Moderasi Beragama : Akal Bulus Liberalisasi Agama

dr. Sakinatul Qulub

Masih lekat diingatan kita sebulan lalu, Menteri Agama Yaqut Cholil Qoumas  membandingkan suara azan dengan gonggongan anjing, tentunya hal in memicu kontroversi dikalangan umat islam di Indonesia. Peristiwa ini kemudian dibenarkan oleh wakil ketua MUI Sigi, Hamdan Rampadio. Beliau menyatakan bahwa pernyataan Menteri Agama berdasarkan sebuah kegiatan yang arahannya bagaimana menerjemahkan moderasi. Kontradiktif dengan statement tersebut, beliau juga menyatakan konsep moderasi beragama masih membutuhkan perdebatan panjang karena masih asingnya kata tersebut, sehingga konsep moderasi beragama perlu dipelajari lebih mendalam. (palu.tribunnews.com 28/02/2022)

Belakangan ini kata moderasi beragama menjadi istilah yang sering kita dengar, tentunya berbagai instansi turut menyatakan bahwa moderasi beragama merupakan solusi agar keberagaman umat di Indonesia menjadi harmonis. Namun, hal ini menjadi polemik ditengah umat islam. Bagaimana tidak, perasaan kaum muslim dibuat campur aduk dengan adanya fakta yang tersodorkan di negeri kita tercinta ini. Sebut saja pernyatan terkait azan dan pengeras suara, kemudian stafsus yang melaksanankan pernikahan beda agama, hingga kata khilafah dan jihad dihapuskan dari kurikulum pendidikan. Tentunya kasus yang terjadi saat ini justru melanggar nilai fundamental Islam. Umat islam dipaksa untuk mentolerir akan hal itu. Lantas apa sebenarnya moderasi beragama itu?

Bacaan Lainnya

Menurut Buku Saku Kemenag terkait tanya jawab moderasi beragama, singkatnya moderasi adalah jalan tengah. Moderasi juga berarti ‘’sesuatu yang terbaik’’. Sesuatu yang ada di tengah biasanya berada di antara dua hal yang buruk. Maka, moderasi beragama berarti cara beragama jalan tengah sesuai pengertian moderasi sebelumnya. Masih menurut buku saku, moderasi beragama tidak sama dengan moderasi agama, karena agama tidak perlu dimoderasi karena agama itu sendiri telah mengajarkan prinsip moderasi, keadilan dan keseimbangan. Jadi bukan agama yang harus dimoderasi, melainkan cara penganut agama dalam menjalankan agamanya itulah yang harus dimoderasi. Sedang, menurut mereka toleran merupakan hasil yang diakibatkan oleh sikap moderat dalam beragama. Moderasi adalah proses, toleransi adalah hasilnya.

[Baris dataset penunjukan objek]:

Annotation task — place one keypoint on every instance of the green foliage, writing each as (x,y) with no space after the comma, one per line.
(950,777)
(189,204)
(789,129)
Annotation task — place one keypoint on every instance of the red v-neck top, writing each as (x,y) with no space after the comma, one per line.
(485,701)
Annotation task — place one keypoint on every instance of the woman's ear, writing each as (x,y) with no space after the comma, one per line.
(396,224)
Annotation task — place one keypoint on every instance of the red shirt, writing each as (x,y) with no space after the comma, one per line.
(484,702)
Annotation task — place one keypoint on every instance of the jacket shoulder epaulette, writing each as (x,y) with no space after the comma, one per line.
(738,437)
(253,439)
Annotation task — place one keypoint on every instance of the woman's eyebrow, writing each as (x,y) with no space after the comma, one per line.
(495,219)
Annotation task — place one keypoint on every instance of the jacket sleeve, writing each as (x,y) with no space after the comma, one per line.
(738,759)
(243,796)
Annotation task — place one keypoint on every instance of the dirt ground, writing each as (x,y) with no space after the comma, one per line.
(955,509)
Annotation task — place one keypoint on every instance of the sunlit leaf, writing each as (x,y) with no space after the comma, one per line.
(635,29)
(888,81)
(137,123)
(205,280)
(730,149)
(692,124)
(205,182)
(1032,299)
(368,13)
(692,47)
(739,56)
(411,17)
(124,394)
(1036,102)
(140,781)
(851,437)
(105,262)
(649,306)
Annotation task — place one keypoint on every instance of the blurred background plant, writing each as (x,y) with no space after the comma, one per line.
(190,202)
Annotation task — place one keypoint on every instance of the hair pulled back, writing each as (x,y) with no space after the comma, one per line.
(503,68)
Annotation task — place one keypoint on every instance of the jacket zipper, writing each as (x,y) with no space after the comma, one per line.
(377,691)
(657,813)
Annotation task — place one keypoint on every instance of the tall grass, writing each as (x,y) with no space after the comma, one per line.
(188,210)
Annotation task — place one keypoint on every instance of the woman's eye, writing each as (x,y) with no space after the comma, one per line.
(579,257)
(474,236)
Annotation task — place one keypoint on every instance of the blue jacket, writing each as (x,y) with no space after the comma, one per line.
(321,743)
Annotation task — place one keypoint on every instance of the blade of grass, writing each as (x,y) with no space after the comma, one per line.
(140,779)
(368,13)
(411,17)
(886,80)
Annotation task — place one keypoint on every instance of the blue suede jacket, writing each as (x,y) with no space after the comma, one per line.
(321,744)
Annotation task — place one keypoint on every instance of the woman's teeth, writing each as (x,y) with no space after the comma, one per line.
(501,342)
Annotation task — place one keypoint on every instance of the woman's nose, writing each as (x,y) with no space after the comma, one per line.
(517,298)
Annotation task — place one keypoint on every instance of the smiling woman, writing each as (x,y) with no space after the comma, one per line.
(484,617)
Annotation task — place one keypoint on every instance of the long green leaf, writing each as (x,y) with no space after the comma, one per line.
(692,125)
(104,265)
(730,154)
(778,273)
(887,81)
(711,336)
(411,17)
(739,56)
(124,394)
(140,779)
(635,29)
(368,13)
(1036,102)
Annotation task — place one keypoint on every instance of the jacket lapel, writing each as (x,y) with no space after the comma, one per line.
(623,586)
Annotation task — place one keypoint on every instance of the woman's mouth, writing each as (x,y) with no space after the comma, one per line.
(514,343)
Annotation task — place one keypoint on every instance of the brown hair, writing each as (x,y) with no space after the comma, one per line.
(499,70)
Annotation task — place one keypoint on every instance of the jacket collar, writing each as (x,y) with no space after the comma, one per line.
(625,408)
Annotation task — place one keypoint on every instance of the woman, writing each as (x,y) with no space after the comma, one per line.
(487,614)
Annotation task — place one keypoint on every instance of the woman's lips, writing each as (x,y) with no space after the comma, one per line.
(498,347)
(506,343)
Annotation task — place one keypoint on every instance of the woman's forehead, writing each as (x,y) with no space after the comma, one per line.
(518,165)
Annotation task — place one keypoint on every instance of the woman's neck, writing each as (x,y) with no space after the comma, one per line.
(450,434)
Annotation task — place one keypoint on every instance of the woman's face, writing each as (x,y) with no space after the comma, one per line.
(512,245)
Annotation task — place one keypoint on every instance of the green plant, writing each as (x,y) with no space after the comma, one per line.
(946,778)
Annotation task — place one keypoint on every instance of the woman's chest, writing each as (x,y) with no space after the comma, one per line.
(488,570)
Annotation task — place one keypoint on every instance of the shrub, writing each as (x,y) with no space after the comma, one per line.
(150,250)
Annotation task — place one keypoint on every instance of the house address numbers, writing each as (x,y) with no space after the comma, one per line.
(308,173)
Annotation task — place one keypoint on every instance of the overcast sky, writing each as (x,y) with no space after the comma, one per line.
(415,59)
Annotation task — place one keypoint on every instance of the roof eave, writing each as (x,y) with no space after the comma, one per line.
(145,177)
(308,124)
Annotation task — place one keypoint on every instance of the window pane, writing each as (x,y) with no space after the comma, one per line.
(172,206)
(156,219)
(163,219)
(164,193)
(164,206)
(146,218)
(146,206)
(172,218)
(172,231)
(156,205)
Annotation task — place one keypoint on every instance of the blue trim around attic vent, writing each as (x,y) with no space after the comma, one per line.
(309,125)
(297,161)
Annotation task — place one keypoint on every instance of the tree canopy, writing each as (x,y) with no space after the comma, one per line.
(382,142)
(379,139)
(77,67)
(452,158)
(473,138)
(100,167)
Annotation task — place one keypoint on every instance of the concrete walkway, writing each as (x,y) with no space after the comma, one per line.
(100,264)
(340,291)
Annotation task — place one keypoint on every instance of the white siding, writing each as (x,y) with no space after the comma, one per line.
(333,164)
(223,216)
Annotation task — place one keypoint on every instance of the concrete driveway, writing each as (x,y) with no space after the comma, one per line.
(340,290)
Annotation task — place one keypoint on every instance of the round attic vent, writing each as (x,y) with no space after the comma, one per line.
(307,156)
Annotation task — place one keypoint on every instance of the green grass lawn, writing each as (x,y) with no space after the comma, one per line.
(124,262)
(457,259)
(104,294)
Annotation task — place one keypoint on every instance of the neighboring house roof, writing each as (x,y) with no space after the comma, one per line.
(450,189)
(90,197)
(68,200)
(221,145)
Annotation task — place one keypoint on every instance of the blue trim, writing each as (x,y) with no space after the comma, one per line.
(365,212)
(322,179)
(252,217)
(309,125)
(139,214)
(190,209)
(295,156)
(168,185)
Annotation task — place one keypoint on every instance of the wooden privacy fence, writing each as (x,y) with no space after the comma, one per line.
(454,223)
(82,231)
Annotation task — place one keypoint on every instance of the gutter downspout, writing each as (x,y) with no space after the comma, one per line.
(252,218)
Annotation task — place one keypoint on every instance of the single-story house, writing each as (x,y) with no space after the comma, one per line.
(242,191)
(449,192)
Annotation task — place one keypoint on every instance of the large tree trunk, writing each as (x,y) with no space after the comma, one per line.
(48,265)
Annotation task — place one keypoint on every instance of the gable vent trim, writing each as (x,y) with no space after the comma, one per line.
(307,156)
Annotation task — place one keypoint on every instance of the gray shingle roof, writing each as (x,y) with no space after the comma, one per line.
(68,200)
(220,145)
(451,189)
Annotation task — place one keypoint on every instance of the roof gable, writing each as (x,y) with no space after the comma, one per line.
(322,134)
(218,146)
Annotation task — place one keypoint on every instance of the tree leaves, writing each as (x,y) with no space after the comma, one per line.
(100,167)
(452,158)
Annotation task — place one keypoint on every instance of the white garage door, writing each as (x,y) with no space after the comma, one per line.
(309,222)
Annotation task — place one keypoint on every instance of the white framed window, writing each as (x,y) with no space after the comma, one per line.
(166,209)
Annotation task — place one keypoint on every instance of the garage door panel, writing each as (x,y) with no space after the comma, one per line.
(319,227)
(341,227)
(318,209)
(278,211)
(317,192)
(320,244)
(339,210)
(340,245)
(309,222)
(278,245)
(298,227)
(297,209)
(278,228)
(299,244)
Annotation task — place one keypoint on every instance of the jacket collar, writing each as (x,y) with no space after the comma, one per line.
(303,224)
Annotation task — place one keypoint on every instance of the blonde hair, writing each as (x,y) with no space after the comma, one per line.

[SOAL LATIHAN]:
Kutip dari teks tentang moderasi beragama bagian yang dimulai dengan "Bacaan Lainnya" dan berlanjut hingga "toleransi adalah hasilnya.".

[JAWABAN]:
Bacaan Lainnya

Menurut Buku Saku Kemenag terkait tanya jawab moderasi beragama, singkatnya moderasi adalah jalan tengah. Moderasi juga berarti ‘’sesuatu yang terbaik’’. Sesuatu yang ada di tengah biasanya berada di antara dua hal yang buruk. Maka, moderasi beragama berarti cara beragama jalan tengah sesuai pengertian moderasi sebelumnya. Masih menurut buku saku, moderasi beragama tidak sama dengan moderasi agama, karena agama tidak perlu dimoderasi karena agama itu sendiri telah mengajarkan prinsip moderasi, keadilan dan keseimbangan. Jadi bukan agama yang harus dimoderasi, melainkan cara penganut agama dalam menjalankan agamanya itulah yang harus dimoderasi. Sedang, menurut mereka toleran merupakan hasil yang diakibatkan oleh sikap moderat dalam beragama. Moderasi adalah proses, toleransi adalah hasilnya.